**Kutipan Teks:**
────────

Negara Indonesia sebagai Negara hukum, konsep hukumnya mengikuti Eropa Kontinental, dimana pembentukan hukumnya dilakukan oleh badan legislatif (DPR). Landasan Juridis pemberian kewenangan kekuasaan pembentukan undang-undang kepada badan legislatif didasarkan pada pertama, Pasal 20 UUD Negara RI Tahun 1945 ayat 1: “DPR memegang kekuasaan membentuk undang-undang”. Ayat 2 : “setiap RUU dibahas oleh DPR dan Presiden untuk mendapatkan persetujuan bersama” ayat 5 : “Dalam hal rancangan undang­undang yang telah disetujui bersama tersebut tidak disahkan oleh Presiden dalam waktu tiga puluh hari semenjak rancangan undang­undang tersebut disetujui rancangan undang­undang tersebut sah menjadi undang­undang dan wajib diundangkan”. Dalam UU No.12 tahun 2011 tentang peraturan pembentukan perundang-undangan sebagi landasan yuridis kedua. Kewenangan DPR dalam pembentukan undang-undang diatur dalam BAB IV tentang “perencanaan penyusunan undang-undang” dan BAB V tentang “penyusunan peraturan perundang-undangan”.
Dari latar belakang itulah maka dianggap perlunya suatu kajian terhadap stabilitas dan dinamika politik hukum di indonesia terutama dalam bidang hukum pidana.

B. Rumusan Masalah
Berdasarkan uraian latar belakang di atas, maka dapat dirumuskan masalah yang berhubungan dengan stabilitas dan dinamika politik hukum di Indonesia terutama dalam bidang hukum pidana sebagai berikut;

1.      Bagaiamana stabilitas dan dinamika politik hukum pidana di Indonesia?
2.      Bagaimana pengaruh sistem politik hukum terhadap pembentukan hukum pidana di Indonesia?

C. Tujuan dan Manfaat
a)      Tujuan penelitian
1)      Mengetahui pengaruh sistem politik hukum terhadap perkembangan hukum pidana di Indonesia.
2)      Mengetahui stabilitas dan dinamika politik hukum pidana di Indonesia
b)      Manfaat penelitian
Secara teoritis diharapkan dapat memberi sumbangsih ilmiah dalam pengembangan Politik hukum pidana. Secara praktis, diharapkan dapat memberikan kontribusi dan solusi konkrit bagi lembaga pembentukan hukum terutama lembaga Legislatif (DPR) dan beberapa lembaga terkait.

────────

**Tugas yang Dikerjakan:**
a - Jawab pertanyaan berikut berdasarkan teks tentang politik hukum pidana di atas.
(i) Menurut Pasal 20 ayat 1 UUD 1945 yang dikutip, siapa yang memegang kekuasaan membentuk undang-undang?
(ii) Undang-undang apa yang disebut sebagai landasan yuridis kedua?
(iii) Secara praktis, lembaga mana yang terutama diharapkan menerima kontribusi dan solusi konkret?
b - Ringkas teks tentang politik hukum pidana di atas dalam dua kalimat.
c - Tulis lanjutan teks tentang politik hukum pidana di Indonesia di atas, mulai dari kalimat terakhirnya.

[Item Dataset]
────────

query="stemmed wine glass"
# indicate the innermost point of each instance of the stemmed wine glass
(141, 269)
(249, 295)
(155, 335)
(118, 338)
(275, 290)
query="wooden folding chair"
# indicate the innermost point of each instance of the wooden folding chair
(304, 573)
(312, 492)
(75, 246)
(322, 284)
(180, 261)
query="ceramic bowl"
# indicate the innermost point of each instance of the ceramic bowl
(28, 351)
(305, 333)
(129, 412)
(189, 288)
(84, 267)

────────

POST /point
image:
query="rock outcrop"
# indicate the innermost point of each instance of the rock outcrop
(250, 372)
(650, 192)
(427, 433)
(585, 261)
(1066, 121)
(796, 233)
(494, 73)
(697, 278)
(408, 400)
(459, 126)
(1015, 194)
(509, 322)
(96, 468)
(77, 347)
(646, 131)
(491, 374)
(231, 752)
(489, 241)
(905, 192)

────────

**Jawaban yang Diharapkan:**
a -
(i) DPR.
(ii) UU No. 12 Tahun 2011 tentang peraturan pembentukan perundang-undangan.
(iii) Lembaga Legislatif (DPR).

b - Sebagai negara hukum yang mengikuti konsep Eropa Kontinental, Indonesia menyerahkan pembentukan undang-undang kepada DPR, dengan landasan yuridis Pasal 20 UUD 1945 dan UU No. 12 Tahun 2011. Karena itu, teks ini menganggap perlu mengkaji stabilitas dan dinamika politik hukum pidana di Indonesia serta pengaruh sistem politik hukum terhadap pembentukan hukum pidana, dengan harapan memberi sumbangsih ilmiah dan solusi konkret bagi DPR dan lembaga terkait.

c -
BAB II
PEMBAHASAN

A.    Stabilitas dan Dinamika Politik Hukum Pidana di Indonesia
Perdebatan mengenai stabilitas dan dinamika politik hukum di Indonesia memiliki akar sejarah panjang dalam ilmu hukum. Bagi kalangan penganut aliran positivisme hukum seperti John Austin, hukum adalah tidak lain dari produk politik atau kekuasaan. Law is a command of the Lawgiver, hukum adalah perintah dari penguasa Negara untuk mengatur manusia,[i] artinya bahwa perintah dari mereka yang memiliki kekuasaan tertinggi atau yang memegang kedaulatan. Pada sisi lain, pandangan berbeda datang dari kalangan aliran sejarah dalam ilmu hukum, yang melihat hukum tidak dari dogmatika hukum dan undang-undang semata, akan tetapi dari kenyataan-kenyataan sosial yang ada dalam masyarakat dan berpandangan bahwa hukum itu tergantung pada penerimaan umum dalam masyarakat dan setiap kelompok menciptakan hukum yang hidup.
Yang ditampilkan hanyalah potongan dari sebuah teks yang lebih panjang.